## [PASSAGE TO READ]
How Big Was Mamma Mia?
In its 2008 theatrical run, Mamma Mia grossed a staggering $584.48 million worldwide, only $144.54 million of that coming from North American moviegoers. This feature was buoyed not just by the original stage musical’s enormously popular reputation, but also by the band ABBA’s tremendous pop culture influence. This musical group’s tunes were the basis for the Mamma Mia soundtrack, after all. Watching this Meryl Streep feature on the big screen wasn’t just a dose of nostalgia for musical theatre geeks, it also offered ABBA fans a chance to bop their heads to familiar tunes.
Even considering that reality, it’s still staggering to consider just how big Mamma Mia was globally back in 2008. Among all 2008 features, it came in eighth worldwide that year. Its significant $439.9 million international haul was the third biggest overseas gross for any movie that year, beating out the likes of Iron Man, Quantum of Solace, and Kung Fu Panda. Heck, its international gross alone surpassed the worldwide grosses of 2008 titles like The Mummy: Tomb of the Dragon Emperor and Twilight.
As for other past musical movies, Mamma Mia was the first time in history up to that point that a live-action musical cleared $400 (let alone $500) million worldwide. It dethroned Grease’s $387.4 million global haul from 1978 for the honor of biggest live-action musical movie worldwide circa 2008. Mamma Mia also left 2002’s Chicago’s (which kickstarted the modern musical movie renaissance) $306.7 million global gross in the dust, though that Best Picture winner bested Mamma Mia at the domestic box office.
The box office achievements didn’t end there. Mamma Mia narrowly bested Titanic to become the biggest movie of all-time circa 2008 in the United Kingdom. It also remained the highest-grossing feature helmed by a woman until 2017’s Wonder Woman. Not only did Mamma Mia shatter box office records, but it secured achievements that would take years to topple. That includes its global box office feats in the world of live-action musicals. That particular record can’t help but inspire one question: why did it take so long for Mamma Mia to get dethroned in this subgenre?
How Mamma Mia Held Its Box Office Crown for So Long
Immediately after Mamma Mia, Hollywood and other film industries didn’t necessarily give up on live-action movie musicals. However, they went into a brief box office slump as titles like Nine and Burlesque flopped at the box office. Save for the occasional hit like Les Miserables, Hollywood wouldn’t launch another super lucrative live-action musical until 2016’s La La Land. Mamma Mia might’ve relinquished its crown a lot sooner if the film industry produced new live-action musicals as regularly as it churns out, say, superhero films or musician biopics.

## [DATASET CONTENT]
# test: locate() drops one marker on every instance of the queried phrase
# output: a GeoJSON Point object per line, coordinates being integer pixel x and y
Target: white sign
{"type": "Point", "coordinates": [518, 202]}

## [REQUESTS]
(a) Answer each question from the Mamma Mia box office article, one answer per line:
(i) How much of the film's worldwide gross came from North American moviegoers?
(ii) Which film's global haul did Mamma Mia beat to become the biggest live-action musical worldwide, and how much was that haul?
(iii) Which film ended Mamma Mia's run as the highest-grossing feature directed by a woman?
(b) In the Mamma Mia box office article, what live-action musicals are named as coming out after Mamma Mia? List all of them.

## [FULL SOLUTIONS]
(a)
(i) $144.54 million
(ii) Grease, with $387.4 million from 1978
(iii) Wonder Woman, from 2017

(b)
Nine
Burlesque
Les Miserables
La La Land